» **PARTS OF THE EXERCISE**
a) According to the workshop text, how will accepted submissions be presented?
b) Reproduce the part of the workshop text starting with "What human values" and going on through "society at large?".

What can theories of developmental moral psychology teach us about making AI?
How do theories of moral philosophy shed light on modern AI practices?
How can AI tools advance the fields of moral philosophy and psychology themselves?
How can findings from moral psychology inform the trustworthiness, transparency or interpretability of AI decision-makers?
What human values are already embedded in current AI systems?
Are the values embedded in the current-day AI systems consistent with those in society at large?
What pluralistic values are missing from current-day AI?
Methodologically, what is the best way to teach an AI system human values? What are competitors to RLHF, reinforcement learning from human feedback?
Concerning AI alignment, to which values are we to align? Is the current practice of AI alignment amplifying monolithic voices? How can we incorporate diverse voices, views and values into AI systems?
**Submission format**
To apply, submit a short paper (3-8 pages), formatted for blind review. References do not count towards the page limit. Figures and tables are permitted. Note that papers on the shorter end of the range will be given full consideration. The workshop is non-archival, though there will be an option to have the papers posted on the workshop website. Accepted submissions will be presented as posters.

» **RECORDED INFORMATION**
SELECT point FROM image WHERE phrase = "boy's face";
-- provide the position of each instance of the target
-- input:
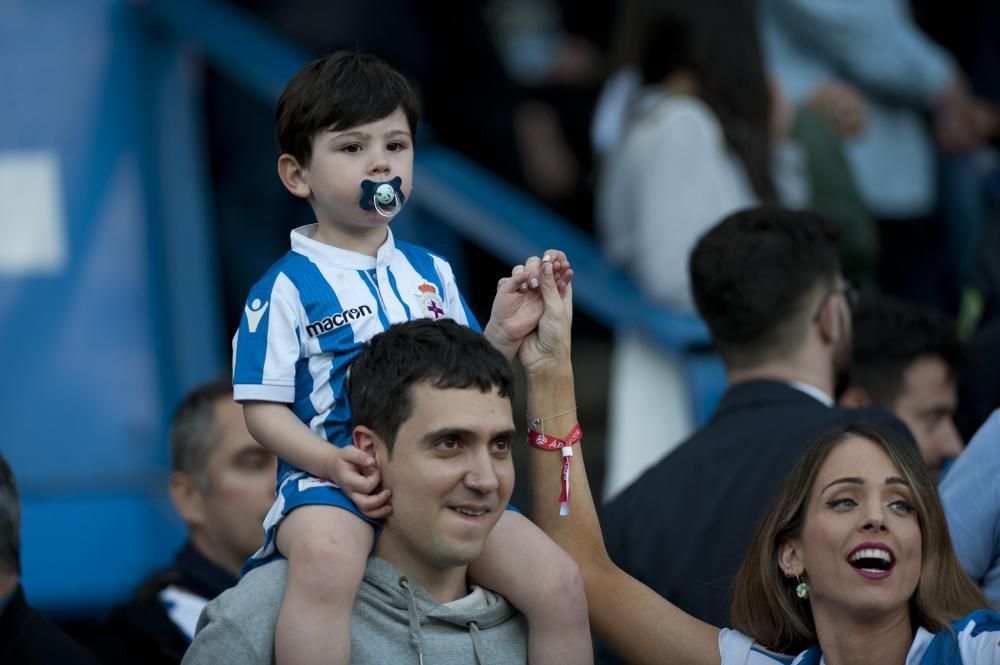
(341, 160)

» **ANSWERS TO EACH TASK**
a) As posters.

b)
What human values are already embedded in current AI systems?
Are the values embedded in the current-day AI systems consistent with those in society at large?